**TASK BRIEF**
Word for word, transcribe all of the records.

**DATA SUPPLIED**
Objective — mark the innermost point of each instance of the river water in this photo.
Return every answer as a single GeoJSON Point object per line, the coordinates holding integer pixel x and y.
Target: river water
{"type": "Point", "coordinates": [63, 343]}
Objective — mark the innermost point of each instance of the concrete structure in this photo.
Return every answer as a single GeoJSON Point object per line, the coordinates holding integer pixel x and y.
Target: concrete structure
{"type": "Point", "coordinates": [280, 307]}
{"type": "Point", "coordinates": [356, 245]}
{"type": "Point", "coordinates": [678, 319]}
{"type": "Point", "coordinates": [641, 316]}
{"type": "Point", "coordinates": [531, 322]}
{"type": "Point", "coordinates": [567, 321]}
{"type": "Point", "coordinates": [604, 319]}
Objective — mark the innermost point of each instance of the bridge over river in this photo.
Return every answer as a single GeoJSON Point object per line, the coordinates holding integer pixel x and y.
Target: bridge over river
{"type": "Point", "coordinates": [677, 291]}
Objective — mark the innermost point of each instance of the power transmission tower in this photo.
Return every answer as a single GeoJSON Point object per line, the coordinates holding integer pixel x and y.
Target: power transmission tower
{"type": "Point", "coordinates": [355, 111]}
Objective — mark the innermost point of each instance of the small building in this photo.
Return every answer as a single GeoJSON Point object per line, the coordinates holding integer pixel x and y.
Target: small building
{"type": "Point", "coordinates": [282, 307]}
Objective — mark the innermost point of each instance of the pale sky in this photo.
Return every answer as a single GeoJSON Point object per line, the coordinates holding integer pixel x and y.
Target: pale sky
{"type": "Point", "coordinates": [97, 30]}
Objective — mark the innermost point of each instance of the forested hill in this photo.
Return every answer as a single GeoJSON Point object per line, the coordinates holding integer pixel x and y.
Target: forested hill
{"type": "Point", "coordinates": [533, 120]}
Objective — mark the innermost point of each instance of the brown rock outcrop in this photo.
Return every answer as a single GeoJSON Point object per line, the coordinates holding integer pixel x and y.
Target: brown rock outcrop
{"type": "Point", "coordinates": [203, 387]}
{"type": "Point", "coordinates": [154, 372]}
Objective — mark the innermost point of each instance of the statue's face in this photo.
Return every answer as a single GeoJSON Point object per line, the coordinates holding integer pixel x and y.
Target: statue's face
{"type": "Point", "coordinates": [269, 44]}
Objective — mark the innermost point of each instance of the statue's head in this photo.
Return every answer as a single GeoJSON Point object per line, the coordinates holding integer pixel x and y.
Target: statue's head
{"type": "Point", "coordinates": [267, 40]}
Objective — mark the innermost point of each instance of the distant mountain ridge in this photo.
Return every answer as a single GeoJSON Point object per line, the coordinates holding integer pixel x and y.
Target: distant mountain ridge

**RESPONSE AREA**
Objective — mark the innermost point of each instance of the river water in this photo.
Return every answer as a single GeoJSON Point object per line, the coordinates holding integer pixel x and y.
Target: river water
{"type": "Point", "coordinates": [63, 343]}
Objective — mark the innermost point of each instance of the concrete structure in this photo.
Return every answer as a single GeoJSON Point object per line, the coordinates holding integer pixel x and y.
Target: concrete structure
{"type": "Point", "coordinates": [280, 307]}
{"type": "Point", "coordinates": [356, 245]}
{"type": "Point", "coordinates": [678, 319]}
{"type": "Point", "coordinates": [641, 316]}
{"type": "Point", "coordinates": [531, 322]}
{"type": "Point", "coordinates": [567, 321]}
{"type": "Point", "coordinates": [604, 319]}
Objective — mark the innermost point of each instance of the bridge over river in this photo.
Return every answer as a single GeoJSON Point object per line, the coordinates holding integer pixel x and y.
Target: bridge over river
{"type": "Point", "coordinates": [677, 291]}
Objective — mark the innermost point of each instance of the power transmission tower in this photo.
Return every answer as a single GeoJSON Point object per line, the coordinates holding integer pixel x and y.
Target: power transmission tower
{"type": "Point", "coordinates": [355, 111]}
Objective — mark the innermost point of each instance of the small building in this photo.
Return every answer as a single GeoJSON Point object per line, the coordinates holding integer pixel x and y.
Target: small building
{"type": "Point", "coordinates": [282, 307]}
Objective — mark the innermost point of each instance of the pale sky in this photo.
Return every answer as a single GeoJSON Point object per line, the coordinates holding integer pixel x and y.
Target: pale sky
{"type": "Point", "coordinates": [97, 30]}
Objective — mark the innermost point of each instance of the forested hill in this photo.
Return every answer as a single GeoJSON Point object per line, the coordinates holding integer pixel x and y.
Target: forested hill
{"type": "Point", "coordinates": [533, 120]}
Objective — mark the innermost point of each instance of the brown rock outcrop in this photo.
Return every answer as a single GeoJSON Point object per line, the coordinates holding integer pixel x and y.
Target: brown rock outcrop
{"type": "Point", "coordinates": [203, 387]}
{"type": "Point", "coordinates": [154, 372]}
Objective — mark the innermost point of each instance of the statue's face in this photo.
Return every answer as a single GeoJSON Point object per line, the coordinates holding integer pixel x and y.
Target: statue's face
{"type": "Point", "coordinates": [269, 44]}
Objective — mark the innermost point of each instance of the statue's head in this photo.
Return every answer as a single GeoJSON Point object per line, the coordinates holding integer pixel x and y.
Target: statue's head
{"type": "Point", "coordinates": [267, 40]}
Objective — mark the innermost point of each instance of the distant mountain ridge in this photo.
Return every answer as a single GeoJSON Point object per line, the coordinates holding integer pixel x and y.
Target: distant mountain ridge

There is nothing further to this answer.